EXERCISE DIRECTIONS: Only the lines from the one with "Drop one marker on each instance of the small object" onward are wanted, through the last line of the entries, set down exactly.

DATA SUPPLIED:
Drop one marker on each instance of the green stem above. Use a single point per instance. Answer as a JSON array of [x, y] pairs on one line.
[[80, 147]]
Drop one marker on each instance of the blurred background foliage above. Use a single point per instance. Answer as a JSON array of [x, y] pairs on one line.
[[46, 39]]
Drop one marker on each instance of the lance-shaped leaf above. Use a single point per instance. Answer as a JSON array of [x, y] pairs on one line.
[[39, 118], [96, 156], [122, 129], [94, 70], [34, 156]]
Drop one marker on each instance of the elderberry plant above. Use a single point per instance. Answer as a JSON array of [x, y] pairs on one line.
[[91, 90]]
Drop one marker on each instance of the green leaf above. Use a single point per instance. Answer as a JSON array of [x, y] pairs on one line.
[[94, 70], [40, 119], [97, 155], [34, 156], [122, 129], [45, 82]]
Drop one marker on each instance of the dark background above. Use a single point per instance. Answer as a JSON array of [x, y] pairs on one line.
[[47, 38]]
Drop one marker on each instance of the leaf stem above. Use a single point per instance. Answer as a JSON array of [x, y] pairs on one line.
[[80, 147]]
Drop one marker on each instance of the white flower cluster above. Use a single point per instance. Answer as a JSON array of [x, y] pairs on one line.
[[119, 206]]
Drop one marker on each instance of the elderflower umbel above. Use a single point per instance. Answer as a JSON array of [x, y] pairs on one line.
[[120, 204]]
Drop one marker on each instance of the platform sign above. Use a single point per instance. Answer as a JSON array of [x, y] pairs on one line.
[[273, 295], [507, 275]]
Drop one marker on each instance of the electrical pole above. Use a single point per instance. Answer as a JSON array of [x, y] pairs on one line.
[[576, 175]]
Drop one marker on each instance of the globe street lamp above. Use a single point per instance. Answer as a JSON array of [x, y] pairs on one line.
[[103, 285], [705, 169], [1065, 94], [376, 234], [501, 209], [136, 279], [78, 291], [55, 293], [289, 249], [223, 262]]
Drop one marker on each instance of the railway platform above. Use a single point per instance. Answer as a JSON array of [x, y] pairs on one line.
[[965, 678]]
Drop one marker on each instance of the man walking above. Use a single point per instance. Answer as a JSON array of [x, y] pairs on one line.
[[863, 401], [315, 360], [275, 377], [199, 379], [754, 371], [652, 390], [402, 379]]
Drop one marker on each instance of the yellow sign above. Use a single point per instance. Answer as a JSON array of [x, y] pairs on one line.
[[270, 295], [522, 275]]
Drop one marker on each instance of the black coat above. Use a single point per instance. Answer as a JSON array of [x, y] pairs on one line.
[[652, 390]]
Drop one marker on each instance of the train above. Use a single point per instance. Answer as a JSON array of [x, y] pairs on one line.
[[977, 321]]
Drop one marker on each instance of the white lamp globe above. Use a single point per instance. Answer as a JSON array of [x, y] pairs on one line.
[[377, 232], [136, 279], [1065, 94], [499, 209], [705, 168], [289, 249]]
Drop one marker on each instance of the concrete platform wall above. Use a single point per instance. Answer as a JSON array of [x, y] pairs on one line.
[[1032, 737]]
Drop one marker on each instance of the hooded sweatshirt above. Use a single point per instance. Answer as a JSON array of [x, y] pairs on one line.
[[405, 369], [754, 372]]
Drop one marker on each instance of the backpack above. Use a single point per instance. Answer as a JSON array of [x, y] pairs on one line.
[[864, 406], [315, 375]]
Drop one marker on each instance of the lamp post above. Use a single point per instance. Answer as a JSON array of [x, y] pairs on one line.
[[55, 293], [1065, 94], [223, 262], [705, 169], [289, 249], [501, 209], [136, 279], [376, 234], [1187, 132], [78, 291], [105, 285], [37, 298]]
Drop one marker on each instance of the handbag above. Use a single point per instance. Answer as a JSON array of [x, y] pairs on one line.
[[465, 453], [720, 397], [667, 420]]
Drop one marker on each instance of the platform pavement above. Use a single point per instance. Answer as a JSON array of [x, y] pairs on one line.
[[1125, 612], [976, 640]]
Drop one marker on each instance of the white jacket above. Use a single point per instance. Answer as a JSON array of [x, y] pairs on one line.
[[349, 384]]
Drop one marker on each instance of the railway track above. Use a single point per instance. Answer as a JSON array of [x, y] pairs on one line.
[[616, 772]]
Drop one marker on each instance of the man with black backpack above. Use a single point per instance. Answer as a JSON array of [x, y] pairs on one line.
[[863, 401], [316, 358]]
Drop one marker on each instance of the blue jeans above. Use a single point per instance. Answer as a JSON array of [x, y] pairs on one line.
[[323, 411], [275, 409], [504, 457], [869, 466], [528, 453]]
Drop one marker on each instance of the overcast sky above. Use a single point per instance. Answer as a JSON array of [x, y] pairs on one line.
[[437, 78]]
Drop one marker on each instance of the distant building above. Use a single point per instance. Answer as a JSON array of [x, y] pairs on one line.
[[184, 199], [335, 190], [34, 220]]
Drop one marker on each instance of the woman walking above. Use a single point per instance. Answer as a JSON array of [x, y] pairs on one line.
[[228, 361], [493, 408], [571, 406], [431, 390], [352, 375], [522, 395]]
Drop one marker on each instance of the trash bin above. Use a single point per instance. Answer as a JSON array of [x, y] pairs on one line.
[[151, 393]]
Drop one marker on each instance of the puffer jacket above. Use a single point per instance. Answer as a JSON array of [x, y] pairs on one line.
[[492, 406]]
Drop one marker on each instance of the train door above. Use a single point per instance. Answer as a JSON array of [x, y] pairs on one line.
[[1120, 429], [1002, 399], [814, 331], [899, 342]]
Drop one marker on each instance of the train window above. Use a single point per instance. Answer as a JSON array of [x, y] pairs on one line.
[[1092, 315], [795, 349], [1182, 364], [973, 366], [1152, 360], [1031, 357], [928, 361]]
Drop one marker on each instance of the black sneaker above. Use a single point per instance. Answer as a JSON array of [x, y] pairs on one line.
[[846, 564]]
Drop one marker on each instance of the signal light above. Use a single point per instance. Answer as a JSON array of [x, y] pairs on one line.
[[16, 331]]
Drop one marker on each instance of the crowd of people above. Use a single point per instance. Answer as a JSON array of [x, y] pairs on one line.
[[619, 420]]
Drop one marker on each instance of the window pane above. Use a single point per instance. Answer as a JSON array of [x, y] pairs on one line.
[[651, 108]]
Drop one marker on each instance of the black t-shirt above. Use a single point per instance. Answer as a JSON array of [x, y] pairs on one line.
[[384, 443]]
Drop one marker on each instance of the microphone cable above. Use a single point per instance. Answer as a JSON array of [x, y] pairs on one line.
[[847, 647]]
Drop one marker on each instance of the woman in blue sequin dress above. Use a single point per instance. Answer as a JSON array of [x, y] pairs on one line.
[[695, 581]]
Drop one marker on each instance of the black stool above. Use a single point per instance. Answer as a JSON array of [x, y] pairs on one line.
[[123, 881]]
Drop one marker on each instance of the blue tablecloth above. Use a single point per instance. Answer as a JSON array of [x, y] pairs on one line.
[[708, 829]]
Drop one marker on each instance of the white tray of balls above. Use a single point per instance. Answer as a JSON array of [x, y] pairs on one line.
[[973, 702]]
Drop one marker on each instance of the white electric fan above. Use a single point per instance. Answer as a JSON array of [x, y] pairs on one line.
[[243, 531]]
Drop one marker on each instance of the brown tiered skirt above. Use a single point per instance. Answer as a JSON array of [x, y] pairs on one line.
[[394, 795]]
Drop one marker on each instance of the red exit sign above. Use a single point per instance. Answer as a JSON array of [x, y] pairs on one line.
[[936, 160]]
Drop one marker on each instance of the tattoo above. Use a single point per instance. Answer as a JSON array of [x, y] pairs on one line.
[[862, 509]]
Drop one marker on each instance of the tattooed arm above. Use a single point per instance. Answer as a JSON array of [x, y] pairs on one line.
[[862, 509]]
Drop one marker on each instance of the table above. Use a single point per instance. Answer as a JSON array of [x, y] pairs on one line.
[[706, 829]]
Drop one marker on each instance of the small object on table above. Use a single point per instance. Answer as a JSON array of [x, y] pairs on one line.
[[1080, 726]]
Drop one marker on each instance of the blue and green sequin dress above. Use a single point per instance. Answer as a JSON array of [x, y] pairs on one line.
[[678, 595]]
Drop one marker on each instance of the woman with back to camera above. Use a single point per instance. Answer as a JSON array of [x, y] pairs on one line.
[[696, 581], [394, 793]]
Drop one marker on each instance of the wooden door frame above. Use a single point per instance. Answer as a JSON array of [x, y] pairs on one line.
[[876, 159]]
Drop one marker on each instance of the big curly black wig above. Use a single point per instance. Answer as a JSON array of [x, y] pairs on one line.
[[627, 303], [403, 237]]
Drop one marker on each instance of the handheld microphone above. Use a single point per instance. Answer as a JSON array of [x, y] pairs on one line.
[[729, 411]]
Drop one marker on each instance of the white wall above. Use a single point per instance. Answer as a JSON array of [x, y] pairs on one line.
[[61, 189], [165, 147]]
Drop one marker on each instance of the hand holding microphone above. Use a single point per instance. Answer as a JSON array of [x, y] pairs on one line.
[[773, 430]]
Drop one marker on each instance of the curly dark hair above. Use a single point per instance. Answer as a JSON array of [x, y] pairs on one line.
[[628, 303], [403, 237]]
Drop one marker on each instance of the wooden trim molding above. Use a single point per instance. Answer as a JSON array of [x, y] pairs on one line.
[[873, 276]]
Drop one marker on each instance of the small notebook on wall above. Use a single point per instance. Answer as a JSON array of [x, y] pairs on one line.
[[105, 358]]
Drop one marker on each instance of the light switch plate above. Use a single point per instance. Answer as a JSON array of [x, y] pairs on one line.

OUTPUT FOR THIS EXERCISE:
Drop one marker on each instance of the small object on table above. Use a single point per instance. Answer as a JSON array of [x, y] pairs on one line.
[[1080, 726]]
Drop one marker on each instance of the blue and green sequin dress above. Use a single point per instance. Answer as a JSON array of [x, y] pairs on one line.
[[678, 595]]
Drop one marker on each instance of the woman with back to camera above. Use a single point per instance. Answer as a JSON array of [x, y] pairs on one line.
[[696, 581], [394, 793]]
Drop one marker on each instance of the wooden door frame above. Use a single point per instance. Answer as a JSON array of [x, y] pairs on one line.
[[876, 159]]
Drop one marker on each instance of the big curly black wig above. Use a single point per instance. Answer as a JSON array of [x, y] pairs on one line.
[[627, 303], [403, 237]]
Drop one marker on each instance of the handheld microphone above. Use a single point per instance. Answer as a JSON array of [x, y] pairs on one line.
[[729, 411]]
Drop one marker on each instance of the white wall above. Use a single point per instance. Answer as a JSON array of [x, y] pairs on one line.
[[61, 189], [165, 147]]
Drop one marker on each instance of the hand holding microphone above. Use a single point per instance. Answer as a JSON array of [x, y] pairs on one line.
[[773, 430]]
Drop one marker on each instance of the curly dark hair above. Use a single point per instance. Answer as a JSON array of [x, y] pairs on one line.
[[628, 303], [403, 237]]
Drop one marker on each instance of the wooden trim molding above. Use a single point per instance. Answer as a JSON array of [x, y] pairs on one line.
[[873, 276]]
Drop one marker on each instance of the small notebook on wall above. Use a single point per instance. Answer as a JSON array of [x, y] pairs on one line.
[[105, 358]]
Drop one marker on each instance of the light switch plate above. Use a single point per instance. Answer as a JSON array of [x, y] pairs on one line.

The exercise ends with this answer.